DESCRIÇÃO DA TAREFA -
Com base no texto sobre a luthier Rosie, explique o que as vendas dos instrumentos têm possibilitado à oficina e por que a serra computadorizada é uma melhoria. Use no máximo duas frases.

TEXTO FORNECIDO -

O preço do instrumento varia de acordo com o modelo escolhido no catálogo, mas começa em torno de R$ 9 mil. Aos poucos, as vendas permitem a compra de mais maquinário, como uma serra computadorizada que agora não vai mais deixar ninguém perder dedos na oficina. “Comprei tudo com bitcoins, acredita?”, conta ela.

E o sucesso de Rosie chama atenção. Ela e Sal já apareceram no Globo Repórter como uma ideia que deu certo – a reportagem mostrava uma aprendiz de luthier visitando a oficina e vendo aonde é possível chegar. E aos poucos isso vai atraindo mais mulheres para o mercado.

Rosie produziu, por exemplo, os instrumentos em escala miniaturada que são usados pelas meninas que participam do Rock Camp, uma colônia de férias que ensina garotas pequenas e adolescentes (meninas e pessoas não binárias) a tocar instrumentos e formar uma banda.

O próprio público da Mankato é mais feminino do que o de outras marcas. Até celebridades como a guitarrista Monica Agena (ex-Natiruts) compram lá – no caso dela, foi criado um modelo especial.

E enquanto a meninada vai chegando, Rosie vai tocando o negócio e se firmando como a luthier do momento para quem curte instrumentos vintage. E do subsolo de uma casa no Campo Comprido vai fabricando os instrumentos que vão gerar a nova onda musical das meninas e meninos do país.

[Dados extraídos de uma coleção]
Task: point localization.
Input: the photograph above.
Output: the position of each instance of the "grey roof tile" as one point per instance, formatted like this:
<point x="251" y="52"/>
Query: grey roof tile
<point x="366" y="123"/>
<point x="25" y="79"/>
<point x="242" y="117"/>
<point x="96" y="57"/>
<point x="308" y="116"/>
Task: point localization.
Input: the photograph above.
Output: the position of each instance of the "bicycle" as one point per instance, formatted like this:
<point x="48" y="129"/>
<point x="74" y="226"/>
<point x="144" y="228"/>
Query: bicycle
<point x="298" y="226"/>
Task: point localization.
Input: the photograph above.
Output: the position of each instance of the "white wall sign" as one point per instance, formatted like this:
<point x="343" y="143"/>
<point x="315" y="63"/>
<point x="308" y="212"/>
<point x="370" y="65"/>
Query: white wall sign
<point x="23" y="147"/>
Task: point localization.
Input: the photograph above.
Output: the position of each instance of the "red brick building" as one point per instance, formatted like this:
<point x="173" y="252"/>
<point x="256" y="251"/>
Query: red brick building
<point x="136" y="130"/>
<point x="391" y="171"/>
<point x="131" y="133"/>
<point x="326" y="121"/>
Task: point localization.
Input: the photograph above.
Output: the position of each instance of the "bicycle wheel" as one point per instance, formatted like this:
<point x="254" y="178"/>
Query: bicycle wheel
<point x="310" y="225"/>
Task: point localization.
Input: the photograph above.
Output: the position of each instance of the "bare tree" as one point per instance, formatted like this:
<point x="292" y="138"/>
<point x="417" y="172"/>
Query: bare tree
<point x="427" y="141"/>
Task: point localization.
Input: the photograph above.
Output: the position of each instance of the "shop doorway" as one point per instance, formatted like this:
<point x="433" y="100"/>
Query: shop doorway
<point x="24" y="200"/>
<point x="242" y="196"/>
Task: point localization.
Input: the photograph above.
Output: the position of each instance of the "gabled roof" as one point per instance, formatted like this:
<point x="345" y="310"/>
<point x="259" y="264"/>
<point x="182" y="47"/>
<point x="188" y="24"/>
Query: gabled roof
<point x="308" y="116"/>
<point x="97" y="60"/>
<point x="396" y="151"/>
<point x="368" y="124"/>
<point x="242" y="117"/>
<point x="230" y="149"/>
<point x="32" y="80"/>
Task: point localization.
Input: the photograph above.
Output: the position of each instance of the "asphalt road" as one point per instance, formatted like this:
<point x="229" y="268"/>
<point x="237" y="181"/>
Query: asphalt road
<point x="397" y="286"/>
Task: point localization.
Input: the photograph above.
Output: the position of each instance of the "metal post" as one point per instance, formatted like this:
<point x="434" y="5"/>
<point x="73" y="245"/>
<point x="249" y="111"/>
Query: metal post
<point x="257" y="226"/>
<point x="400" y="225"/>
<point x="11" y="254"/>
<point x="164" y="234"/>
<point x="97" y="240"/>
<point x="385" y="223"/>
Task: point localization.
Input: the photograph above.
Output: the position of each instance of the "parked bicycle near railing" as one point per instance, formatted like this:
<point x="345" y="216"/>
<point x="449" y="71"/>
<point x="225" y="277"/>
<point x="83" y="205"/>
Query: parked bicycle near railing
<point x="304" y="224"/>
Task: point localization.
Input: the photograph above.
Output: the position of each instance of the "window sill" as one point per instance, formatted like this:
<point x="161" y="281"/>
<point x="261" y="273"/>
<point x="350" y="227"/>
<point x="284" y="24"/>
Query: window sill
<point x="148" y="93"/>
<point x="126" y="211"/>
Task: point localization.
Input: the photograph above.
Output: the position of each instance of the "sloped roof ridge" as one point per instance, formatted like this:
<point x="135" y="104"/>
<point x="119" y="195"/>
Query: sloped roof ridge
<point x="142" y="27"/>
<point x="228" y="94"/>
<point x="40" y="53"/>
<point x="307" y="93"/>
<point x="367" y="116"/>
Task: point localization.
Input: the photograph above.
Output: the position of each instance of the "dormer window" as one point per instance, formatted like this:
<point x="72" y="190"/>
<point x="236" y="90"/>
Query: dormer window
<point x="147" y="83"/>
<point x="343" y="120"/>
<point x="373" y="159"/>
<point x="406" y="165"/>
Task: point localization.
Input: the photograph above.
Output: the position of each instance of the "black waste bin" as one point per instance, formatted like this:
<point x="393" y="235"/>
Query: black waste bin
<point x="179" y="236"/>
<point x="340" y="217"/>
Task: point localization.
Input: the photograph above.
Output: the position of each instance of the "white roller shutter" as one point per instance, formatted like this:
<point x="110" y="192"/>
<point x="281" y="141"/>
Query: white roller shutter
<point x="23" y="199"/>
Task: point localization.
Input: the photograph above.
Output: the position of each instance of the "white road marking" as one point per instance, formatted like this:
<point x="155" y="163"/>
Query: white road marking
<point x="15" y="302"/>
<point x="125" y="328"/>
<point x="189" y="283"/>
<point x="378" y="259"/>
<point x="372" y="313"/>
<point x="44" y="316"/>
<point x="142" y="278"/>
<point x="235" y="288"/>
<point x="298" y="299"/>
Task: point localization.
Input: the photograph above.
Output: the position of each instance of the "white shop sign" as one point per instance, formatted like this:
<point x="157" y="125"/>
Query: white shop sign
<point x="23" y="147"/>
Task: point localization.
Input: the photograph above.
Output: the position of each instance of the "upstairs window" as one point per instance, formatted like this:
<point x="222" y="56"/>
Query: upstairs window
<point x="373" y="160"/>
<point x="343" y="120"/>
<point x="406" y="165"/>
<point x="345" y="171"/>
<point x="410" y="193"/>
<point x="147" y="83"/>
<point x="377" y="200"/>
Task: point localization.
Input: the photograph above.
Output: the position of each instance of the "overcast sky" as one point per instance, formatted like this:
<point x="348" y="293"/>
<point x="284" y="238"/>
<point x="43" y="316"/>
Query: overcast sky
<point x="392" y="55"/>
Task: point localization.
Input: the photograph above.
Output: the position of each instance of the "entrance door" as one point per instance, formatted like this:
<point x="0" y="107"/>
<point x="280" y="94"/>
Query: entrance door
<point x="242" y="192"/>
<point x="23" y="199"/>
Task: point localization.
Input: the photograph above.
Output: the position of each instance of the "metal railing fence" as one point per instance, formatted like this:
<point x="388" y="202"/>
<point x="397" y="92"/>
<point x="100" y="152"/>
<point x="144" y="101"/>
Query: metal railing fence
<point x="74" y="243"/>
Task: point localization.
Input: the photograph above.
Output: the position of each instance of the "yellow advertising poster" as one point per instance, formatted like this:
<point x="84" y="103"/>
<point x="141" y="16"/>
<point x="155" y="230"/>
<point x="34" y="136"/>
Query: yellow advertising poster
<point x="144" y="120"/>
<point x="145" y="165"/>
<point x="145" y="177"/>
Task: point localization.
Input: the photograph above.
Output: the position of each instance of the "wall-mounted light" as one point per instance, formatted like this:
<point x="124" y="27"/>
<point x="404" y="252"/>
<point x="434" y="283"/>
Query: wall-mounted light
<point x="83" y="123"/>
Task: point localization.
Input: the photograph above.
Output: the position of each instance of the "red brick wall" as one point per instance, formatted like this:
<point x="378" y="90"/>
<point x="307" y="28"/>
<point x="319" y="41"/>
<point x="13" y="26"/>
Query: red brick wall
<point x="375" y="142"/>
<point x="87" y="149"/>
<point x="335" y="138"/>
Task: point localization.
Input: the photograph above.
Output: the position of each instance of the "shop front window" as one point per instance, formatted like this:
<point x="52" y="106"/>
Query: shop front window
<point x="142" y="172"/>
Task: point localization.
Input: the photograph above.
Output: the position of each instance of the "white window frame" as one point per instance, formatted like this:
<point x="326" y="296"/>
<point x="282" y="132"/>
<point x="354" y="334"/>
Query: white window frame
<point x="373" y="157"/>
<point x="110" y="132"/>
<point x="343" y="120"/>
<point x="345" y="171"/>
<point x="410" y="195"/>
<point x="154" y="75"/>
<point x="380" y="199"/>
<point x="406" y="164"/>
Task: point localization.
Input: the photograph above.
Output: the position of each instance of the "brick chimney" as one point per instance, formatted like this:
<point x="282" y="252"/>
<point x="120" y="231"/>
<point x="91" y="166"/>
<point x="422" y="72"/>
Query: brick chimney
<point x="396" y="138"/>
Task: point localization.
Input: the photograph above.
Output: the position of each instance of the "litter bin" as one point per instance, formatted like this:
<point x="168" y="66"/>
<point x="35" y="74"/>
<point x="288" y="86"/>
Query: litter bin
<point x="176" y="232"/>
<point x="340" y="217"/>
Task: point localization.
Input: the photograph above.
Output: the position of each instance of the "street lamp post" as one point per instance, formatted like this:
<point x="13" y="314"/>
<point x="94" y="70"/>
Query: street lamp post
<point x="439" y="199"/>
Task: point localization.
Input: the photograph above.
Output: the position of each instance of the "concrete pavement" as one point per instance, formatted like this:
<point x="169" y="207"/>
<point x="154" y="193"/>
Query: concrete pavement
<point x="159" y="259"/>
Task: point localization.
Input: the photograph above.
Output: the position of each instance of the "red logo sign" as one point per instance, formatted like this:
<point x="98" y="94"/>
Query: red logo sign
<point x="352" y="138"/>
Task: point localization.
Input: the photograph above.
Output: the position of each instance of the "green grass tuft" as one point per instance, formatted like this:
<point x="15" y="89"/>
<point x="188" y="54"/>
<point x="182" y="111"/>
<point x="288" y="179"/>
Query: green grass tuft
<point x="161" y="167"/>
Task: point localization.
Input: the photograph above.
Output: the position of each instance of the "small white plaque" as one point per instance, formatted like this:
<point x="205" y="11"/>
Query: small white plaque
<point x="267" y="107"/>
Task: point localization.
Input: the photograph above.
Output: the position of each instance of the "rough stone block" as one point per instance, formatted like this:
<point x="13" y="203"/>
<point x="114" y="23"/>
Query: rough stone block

RESOLUÇÃO DO EXERCÍCIO -
As vendas têm possibilitado, aos poucos, a compra de mais maquinário para a oficina, como uma serra computadorizada. Essa serra é uma melhoria porque agora não vai mais deixar ninguém perder dedos na oficina.